GIVEN PROBLEM
Rewrite the entries from the line containing "Exercise. Mark the debris" through the last line of the entries, keeping the requests. Scale every point coordinate in the answers by 0.6, rounding to whole numbers with halves going up, and leave all other numbers, including those in the format samples, as they are.
:: SOURCE RECORDS ::
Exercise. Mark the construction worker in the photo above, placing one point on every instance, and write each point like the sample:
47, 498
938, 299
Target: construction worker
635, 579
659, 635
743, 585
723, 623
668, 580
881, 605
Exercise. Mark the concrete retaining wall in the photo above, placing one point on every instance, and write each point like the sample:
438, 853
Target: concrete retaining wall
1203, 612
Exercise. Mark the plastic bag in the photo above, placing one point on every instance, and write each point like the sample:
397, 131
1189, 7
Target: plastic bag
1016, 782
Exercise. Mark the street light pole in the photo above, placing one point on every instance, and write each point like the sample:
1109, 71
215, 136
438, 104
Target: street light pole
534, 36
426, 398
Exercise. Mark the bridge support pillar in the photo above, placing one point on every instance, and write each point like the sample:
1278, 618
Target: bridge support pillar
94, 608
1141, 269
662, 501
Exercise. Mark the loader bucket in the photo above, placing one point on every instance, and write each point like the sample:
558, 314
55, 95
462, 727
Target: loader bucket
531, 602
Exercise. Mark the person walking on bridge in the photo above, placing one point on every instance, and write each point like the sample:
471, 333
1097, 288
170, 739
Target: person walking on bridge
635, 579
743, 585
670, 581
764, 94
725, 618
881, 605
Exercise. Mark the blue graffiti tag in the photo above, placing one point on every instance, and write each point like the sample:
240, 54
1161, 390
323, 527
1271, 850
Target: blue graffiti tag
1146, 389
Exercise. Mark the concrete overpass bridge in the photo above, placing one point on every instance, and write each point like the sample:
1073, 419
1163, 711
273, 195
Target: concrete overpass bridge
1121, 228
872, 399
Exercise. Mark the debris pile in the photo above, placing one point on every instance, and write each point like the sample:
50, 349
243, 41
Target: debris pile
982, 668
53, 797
:::
TASK RESPONSE
Exercise. Mark the debris pile in the photo above, placing one point on every instance, and write each point like the sample:
50, 349
243, 41
Target: debris pile
589, 401
32, 478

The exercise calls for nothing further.